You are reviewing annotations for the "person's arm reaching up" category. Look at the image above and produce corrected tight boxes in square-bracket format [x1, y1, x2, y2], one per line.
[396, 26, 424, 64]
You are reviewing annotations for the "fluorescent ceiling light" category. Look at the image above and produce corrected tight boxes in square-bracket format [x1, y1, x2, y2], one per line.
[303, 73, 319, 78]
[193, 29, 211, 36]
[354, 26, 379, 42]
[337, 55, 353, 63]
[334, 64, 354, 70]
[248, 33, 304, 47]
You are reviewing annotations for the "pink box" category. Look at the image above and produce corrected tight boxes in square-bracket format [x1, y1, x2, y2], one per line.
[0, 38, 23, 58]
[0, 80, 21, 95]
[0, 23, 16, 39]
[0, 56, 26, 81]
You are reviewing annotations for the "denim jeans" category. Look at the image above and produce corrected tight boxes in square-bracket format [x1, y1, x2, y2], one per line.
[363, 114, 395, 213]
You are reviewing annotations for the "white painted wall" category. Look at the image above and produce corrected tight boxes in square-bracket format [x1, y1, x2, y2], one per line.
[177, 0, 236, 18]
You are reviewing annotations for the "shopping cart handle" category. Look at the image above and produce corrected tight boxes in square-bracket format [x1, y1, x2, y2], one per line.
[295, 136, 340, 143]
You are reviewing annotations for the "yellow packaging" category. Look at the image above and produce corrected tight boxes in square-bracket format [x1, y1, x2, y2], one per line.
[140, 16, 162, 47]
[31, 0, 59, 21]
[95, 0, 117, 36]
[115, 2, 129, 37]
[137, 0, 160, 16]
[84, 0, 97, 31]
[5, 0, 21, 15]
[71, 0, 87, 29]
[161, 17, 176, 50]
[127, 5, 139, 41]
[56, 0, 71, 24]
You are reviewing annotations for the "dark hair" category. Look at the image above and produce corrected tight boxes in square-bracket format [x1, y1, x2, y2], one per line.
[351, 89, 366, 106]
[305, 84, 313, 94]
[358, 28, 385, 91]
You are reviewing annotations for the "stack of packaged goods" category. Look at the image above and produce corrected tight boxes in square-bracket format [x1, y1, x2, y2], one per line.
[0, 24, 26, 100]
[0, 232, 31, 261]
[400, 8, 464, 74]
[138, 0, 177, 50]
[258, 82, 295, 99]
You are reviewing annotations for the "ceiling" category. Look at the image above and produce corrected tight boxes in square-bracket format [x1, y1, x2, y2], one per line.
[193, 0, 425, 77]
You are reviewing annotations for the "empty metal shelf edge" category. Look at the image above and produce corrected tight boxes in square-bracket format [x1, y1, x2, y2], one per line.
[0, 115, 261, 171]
--
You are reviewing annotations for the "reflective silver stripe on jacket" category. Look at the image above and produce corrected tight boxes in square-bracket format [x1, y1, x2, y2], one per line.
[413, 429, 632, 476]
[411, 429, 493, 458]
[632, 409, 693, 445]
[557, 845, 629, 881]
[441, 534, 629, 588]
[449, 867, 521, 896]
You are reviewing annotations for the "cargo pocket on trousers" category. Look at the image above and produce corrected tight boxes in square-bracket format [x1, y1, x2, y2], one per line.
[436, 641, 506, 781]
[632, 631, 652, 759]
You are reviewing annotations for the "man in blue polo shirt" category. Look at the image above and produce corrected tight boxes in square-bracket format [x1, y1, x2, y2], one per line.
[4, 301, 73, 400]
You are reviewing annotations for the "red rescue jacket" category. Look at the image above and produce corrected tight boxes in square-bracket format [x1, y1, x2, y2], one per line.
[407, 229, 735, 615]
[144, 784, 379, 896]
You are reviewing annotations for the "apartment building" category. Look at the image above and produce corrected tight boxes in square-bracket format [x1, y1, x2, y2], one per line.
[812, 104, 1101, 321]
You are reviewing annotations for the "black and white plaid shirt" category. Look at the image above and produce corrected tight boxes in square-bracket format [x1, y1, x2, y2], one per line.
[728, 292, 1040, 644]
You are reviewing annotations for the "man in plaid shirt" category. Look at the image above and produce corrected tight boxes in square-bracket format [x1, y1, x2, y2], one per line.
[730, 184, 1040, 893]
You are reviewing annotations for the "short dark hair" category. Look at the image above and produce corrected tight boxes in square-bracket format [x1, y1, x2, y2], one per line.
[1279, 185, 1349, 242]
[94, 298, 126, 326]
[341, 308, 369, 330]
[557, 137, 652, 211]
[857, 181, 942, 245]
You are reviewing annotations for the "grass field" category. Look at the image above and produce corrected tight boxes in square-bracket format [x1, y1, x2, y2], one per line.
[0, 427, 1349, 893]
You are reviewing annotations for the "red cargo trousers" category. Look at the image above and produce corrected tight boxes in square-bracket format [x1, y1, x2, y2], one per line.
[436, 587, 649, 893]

• _Prompt_:
Scale the material starting with the line that contains "in blue polo" and going on through the line that contains "[436, 587, 649, 893]", reproducing every line in that span unchanged except that each bounding-box coordinate is multiplied by 1.95 and rounded to a whole number, with halves rounded up. Return only those lines.

• _Correct output_:
You are reviewing annotations for the "man in blue polo shirt" category. Look at the image above and produce corrected tight boxes in square-bracket format [x1, y1, x2, y2], one per line.
[8, 587, 142, 780]
You are reviewing annotations for the "red rescue jacket" category. Look at the image above and produce corrected tight boxes in square-bracket format [x1, y1, x2, y2], one per line.
[794, 447, 1433, 1199]
[281, 1529, 739, 1747]
You are reviewing annotations for the "apartment building" category. Look at the image above and produce corrected tight boxes in square-bracket format [x1, y1, x2, y2], one per line.
[1583, 203, 2147, 626]
You are reviewing annotations for the "black and white plaid shirt" category. Look at the image above and produce corrected tight boxes in square-bracket format [x1, y1, x2, y2], one per line.
[1420, 569, 2028, 1256]
You are reviewing annotations for the "man in plaid shirt" category. Look at the image above and produce corrected tight boxes in square-bracket format [x1, y1, x2, y2], one per line.
[1424, 359, 2028, 1741]
You are reviewing annotations for the "short dark hair" category. Look at the image above and produce corrected tight boxes in square-bracket format [x1, y1, x2, y2], one per line.
[2494, 361, 2631, 472]
[183, 581, 246, 636]
[665, 601, 720, 644]
[1086, 267, 1271, 411]
[1671, 353, 1837, 478]
You are reviewing annotations for the "grass field" category. Look at the image above and produce corrected tight boxes in square-bracket format [x1, y1, x2, y2], one per line.
[0, 833, 2631, 1741]
You are reviewing annotations for the "red cargo trousers" category. Look at the image above and produce corrected tight boxes in square-bracket format [x1, y1, x2, y2], one per line.
[850, 1145, 1266, 1741]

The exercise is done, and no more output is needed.